[PROBLEM REQUIREMENTS]: Write out the records once more, exactly as given.
──────
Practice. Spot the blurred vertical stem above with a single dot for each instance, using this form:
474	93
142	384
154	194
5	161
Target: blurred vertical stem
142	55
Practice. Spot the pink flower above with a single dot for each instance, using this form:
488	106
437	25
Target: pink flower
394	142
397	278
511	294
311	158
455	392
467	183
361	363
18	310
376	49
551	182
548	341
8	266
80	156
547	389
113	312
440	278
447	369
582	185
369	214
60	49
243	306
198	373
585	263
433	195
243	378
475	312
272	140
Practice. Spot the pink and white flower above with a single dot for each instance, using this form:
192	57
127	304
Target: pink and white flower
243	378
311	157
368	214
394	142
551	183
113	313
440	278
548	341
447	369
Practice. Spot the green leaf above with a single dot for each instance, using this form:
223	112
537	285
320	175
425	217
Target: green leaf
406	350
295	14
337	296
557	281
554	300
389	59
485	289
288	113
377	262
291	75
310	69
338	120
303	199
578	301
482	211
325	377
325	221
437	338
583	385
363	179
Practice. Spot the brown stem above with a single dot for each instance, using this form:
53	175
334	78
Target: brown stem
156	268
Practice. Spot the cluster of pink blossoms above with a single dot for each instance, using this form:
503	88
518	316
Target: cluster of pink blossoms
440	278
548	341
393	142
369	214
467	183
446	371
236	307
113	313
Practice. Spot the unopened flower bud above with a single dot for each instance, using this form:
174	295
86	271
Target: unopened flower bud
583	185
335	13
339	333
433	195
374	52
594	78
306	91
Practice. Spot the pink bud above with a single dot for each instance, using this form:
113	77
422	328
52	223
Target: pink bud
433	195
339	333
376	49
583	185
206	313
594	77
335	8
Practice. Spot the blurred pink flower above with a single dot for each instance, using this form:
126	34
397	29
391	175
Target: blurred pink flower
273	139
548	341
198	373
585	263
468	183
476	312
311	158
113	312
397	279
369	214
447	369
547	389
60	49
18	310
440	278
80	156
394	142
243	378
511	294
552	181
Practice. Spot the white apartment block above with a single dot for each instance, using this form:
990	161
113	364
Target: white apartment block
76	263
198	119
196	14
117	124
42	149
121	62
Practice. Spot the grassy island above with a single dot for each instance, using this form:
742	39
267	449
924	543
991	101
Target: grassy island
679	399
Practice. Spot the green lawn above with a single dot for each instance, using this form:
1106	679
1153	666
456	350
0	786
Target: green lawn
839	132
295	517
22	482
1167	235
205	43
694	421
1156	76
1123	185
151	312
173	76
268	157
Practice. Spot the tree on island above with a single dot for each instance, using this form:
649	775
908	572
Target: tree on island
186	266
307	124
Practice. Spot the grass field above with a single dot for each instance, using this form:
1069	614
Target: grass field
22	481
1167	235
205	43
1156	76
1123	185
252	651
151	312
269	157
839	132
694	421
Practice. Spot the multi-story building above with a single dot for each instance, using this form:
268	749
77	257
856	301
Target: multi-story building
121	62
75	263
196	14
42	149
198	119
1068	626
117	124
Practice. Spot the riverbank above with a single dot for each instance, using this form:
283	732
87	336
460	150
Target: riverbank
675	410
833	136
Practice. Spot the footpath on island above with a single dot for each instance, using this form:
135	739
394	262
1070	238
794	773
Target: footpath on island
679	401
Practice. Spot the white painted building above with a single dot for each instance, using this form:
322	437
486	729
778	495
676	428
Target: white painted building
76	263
──────
[FINAL ANSWER]:
Practice. Spot the blurred vertical stem above with a single dot for each instance, using this form:
474	93
142	384
154	194
5	161
Target: blurred vertical stem
142	55
Practice. Spot the pink flower above with a single dot for each instance, using this form:
488	106
437	25
Target: pink flower
394	142
397	278
511	294
311	158
455	392
467	183
361	363
18	310
376	49
551	182
548	341
8	266
80	156
547	389
113	312
440	278
447	369
582	185
369	214
60	49
243	306
198	373
585	263
433	195
243	378
475	312
272	140
Practice. Spot the pink and white flower above with a single dot for each instance, using this form:
192	57
127	304
Target: pink and white flower
243	378
311	157
368	214
394	142
551	183
113	313
440	278
548	341
447	369
Practice. Spot the green leaf above with a single dot for each instance, using this form:
223	112
537	285
320	175
425	217
Target: green leaf
406	350
295	14
337	296
557	281
554	300
389	59
485	289
288	113
377	262
291	75
310	69
338	120
303	199
578	301
482	211
325	377
325	221
437	338
583	385
363	179
Practice. Spot the brown stem above with a single dot for each instance, using this form:
53	175
334	78
Target: brown stem
156	268
Practice. Spot the cluster of pink blossoms above with a single dot for each instance, using this form:
503	88
518	316
Target: cluster of pink blossoms
440	278
548	341
393	142
369	214
467	183
446	371
236	307
113	313
Practice. Spot the unopened flower bud above with a single dot for each instance, using this form:
174	295
86	271
Target: unopened flower bud
583	185
335	13
339	333
433	195
374	52
594	78
306	91
Practice. Spot the pink bud above with a single dot for each instance, using this form:
113	77
422	328
52	223
Target: pink bud
433	195
339	333
376	49
583	185
206	313
594	77
335	8
Practice. Spot the blurred pink flower above with a single dot for each instance, using this form:
126	34
397	29
391	175
Target: blurred pink flower
273	139
548	341
198	373
585	263
468	183
476	312
311	158
113	312
397	279
369	214
447	369
547	389
60	49
18	310
440	278
80	156
394	142
243	378
511	294
552	181
Practice. Spot the white apartment block above with a single dot for each instance, using this form:
990	161
113	364
Target: white apartment block
76	263
198	119
196	14
117	124
42	149
121	62
Practice. Spot the grassy island above with a single dot for each instance, using this form:
742	39
267	449
924	543
991	101
Target: grassy island
679	399
Practice. Spot the green lawn above with a single dot for each instance, using this form:
1106	679
1153	666
456	350
0	786
Target: green lawn
839	132
295	517
22	482
1167	235
205	43
694	421
1156	76
1123	185
151	312
173	76
268	157
Practice. Spot the tree on island above with a single dot for each instance, using this form:
649	775
908	572
Target: tree on island
186	266
307	124
Practice. Spot the grass field above with a single dot for each instance, using this form:
1069	614
Target: grass field
22	481
1167	235
205	43
1156	76
1123	185
252	651
151	312
269	157
839	132
694	421
Practice. Spot the multi-story building above with a single dot for each instance, using this form:
268	749
77	257
856	301
Target: multi-story building
121	62
75	263
196	14
42	149
198	119
1068	626
117	124
Practice. Spot the riverbank above with a single dot for each instance, using this form:
283	732
87	336
460	150
Target: riverbank
675	410
833	136
Practice. Spot the footpath on island above with a single dot for each instance, using this form:
135	739
394	262
1070	238
794	773
Target: footpath on island
679	401
Practice. Spot the white painted building above with a single dot for each instance, using this form:
322	437
486	729
778	495
676	428
Target: white painted building
76	263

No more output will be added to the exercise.